Would you please copy the part of the material below that opens with the line containing "TARGET = pink pants" and closes with the line containing "TARGET = person in black jacket"? Copy it exactly, and only it.
** Information given follows **
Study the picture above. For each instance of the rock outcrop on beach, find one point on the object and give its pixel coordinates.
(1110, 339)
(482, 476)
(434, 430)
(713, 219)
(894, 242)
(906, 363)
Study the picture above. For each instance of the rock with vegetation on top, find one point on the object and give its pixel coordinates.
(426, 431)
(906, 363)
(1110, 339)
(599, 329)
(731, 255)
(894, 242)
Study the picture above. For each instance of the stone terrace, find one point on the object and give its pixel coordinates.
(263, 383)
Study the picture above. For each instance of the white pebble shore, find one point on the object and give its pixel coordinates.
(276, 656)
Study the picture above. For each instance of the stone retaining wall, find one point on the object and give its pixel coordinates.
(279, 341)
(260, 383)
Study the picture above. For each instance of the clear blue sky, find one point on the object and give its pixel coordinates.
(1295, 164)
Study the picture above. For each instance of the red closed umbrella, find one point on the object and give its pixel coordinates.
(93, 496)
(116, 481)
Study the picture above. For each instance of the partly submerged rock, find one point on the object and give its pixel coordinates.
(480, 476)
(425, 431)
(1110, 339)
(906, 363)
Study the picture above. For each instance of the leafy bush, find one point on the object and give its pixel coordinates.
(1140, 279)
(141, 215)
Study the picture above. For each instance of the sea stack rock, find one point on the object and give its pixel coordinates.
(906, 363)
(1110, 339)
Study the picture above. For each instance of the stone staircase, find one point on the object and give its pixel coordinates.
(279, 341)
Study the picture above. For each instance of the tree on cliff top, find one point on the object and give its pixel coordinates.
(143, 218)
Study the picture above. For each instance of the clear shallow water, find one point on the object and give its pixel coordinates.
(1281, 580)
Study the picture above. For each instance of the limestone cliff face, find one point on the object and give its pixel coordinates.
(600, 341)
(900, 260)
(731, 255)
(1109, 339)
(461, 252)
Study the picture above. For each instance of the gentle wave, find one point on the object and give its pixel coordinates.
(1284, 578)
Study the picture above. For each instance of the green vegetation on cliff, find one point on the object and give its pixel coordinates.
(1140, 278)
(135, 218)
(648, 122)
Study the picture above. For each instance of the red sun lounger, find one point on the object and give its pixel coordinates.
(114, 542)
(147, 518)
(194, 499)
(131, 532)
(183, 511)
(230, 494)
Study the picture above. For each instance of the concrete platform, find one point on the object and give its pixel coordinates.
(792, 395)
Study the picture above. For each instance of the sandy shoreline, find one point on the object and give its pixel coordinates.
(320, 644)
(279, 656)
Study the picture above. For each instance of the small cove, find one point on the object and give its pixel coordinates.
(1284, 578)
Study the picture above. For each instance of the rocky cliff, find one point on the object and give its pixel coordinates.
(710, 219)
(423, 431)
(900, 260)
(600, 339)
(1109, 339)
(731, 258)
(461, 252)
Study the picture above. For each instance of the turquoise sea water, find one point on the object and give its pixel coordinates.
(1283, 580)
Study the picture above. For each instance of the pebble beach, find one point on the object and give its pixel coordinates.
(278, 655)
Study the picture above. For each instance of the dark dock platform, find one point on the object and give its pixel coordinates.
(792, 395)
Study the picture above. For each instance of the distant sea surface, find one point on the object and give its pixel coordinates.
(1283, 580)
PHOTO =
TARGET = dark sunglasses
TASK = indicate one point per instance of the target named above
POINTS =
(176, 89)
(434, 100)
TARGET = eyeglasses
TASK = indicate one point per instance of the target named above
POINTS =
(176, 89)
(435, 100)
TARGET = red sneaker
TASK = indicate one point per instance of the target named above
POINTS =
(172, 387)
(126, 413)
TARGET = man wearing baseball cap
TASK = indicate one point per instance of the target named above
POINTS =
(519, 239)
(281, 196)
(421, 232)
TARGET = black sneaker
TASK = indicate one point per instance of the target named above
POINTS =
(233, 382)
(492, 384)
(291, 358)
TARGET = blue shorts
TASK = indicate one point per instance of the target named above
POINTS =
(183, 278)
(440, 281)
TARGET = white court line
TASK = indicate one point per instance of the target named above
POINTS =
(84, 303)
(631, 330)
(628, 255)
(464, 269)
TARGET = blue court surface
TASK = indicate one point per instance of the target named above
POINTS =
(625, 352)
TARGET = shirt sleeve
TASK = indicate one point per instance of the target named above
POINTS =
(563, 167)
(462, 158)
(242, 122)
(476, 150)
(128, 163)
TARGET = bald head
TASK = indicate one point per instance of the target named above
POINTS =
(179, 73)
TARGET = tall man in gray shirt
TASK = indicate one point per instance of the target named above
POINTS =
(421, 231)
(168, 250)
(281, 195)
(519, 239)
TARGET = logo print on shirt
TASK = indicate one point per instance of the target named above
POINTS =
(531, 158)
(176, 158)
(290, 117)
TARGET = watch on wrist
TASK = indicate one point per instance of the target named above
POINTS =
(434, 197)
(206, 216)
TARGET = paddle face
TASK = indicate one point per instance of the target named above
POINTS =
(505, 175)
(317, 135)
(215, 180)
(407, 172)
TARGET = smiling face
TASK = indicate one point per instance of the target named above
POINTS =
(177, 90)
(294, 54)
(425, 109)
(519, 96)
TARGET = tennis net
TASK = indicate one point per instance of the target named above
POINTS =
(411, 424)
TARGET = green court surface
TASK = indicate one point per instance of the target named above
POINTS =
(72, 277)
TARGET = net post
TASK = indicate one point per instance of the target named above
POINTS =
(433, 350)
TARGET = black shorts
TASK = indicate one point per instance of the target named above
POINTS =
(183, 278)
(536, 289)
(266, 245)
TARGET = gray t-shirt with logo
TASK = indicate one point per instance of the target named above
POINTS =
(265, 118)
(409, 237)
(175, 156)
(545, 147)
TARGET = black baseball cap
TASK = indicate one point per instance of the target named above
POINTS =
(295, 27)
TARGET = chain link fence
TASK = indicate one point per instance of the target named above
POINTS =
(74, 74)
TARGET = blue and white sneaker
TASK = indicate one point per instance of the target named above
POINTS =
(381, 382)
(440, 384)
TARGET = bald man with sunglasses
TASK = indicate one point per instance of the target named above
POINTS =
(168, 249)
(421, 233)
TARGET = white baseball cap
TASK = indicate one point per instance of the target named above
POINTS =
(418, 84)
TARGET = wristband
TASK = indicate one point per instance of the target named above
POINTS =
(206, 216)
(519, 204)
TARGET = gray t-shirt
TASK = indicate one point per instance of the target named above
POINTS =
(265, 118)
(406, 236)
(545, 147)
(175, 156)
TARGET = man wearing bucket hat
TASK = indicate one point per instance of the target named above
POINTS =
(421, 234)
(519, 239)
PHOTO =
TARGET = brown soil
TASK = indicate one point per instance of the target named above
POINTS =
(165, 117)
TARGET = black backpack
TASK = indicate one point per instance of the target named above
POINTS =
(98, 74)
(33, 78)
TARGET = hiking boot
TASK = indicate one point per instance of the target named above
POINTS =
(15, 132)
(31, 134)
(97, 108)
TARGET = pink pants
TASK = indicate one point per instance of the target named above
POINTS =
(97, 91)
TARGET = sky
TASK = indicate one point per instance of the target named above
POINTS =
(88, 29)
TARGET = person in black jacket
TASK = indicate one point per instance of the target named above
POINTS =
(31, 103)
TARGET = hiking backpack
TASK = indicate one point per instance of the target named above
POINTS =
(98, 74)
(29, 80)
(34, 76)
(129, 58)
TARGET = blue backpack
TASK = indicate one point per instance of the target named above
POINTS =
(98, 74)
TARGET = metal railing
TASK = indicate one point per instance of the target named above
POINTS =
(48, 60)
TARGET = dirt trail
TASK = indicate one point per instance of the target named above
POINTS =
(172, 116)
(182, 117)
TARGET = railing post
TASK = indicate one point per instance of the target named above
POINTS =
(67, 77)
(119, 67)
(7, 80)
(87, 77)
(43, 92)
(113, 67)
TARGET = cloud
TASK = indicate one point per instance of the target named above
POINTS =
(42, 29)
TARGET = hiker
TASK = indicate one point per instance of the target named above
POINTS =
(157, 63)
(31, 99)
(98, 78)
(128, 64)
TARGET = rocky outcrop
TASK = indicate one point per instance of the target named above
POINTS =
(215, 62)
** End of Information given **
» **Your solution**:
TARGET = pink pants
TASK = indicate one point per instance of the target named above
POINTS =
(97, 91)
TARGET = sky
TASK = indicate one point per instance of the target named above
POINTS =
(88, 29)
TARGET = person in black jacket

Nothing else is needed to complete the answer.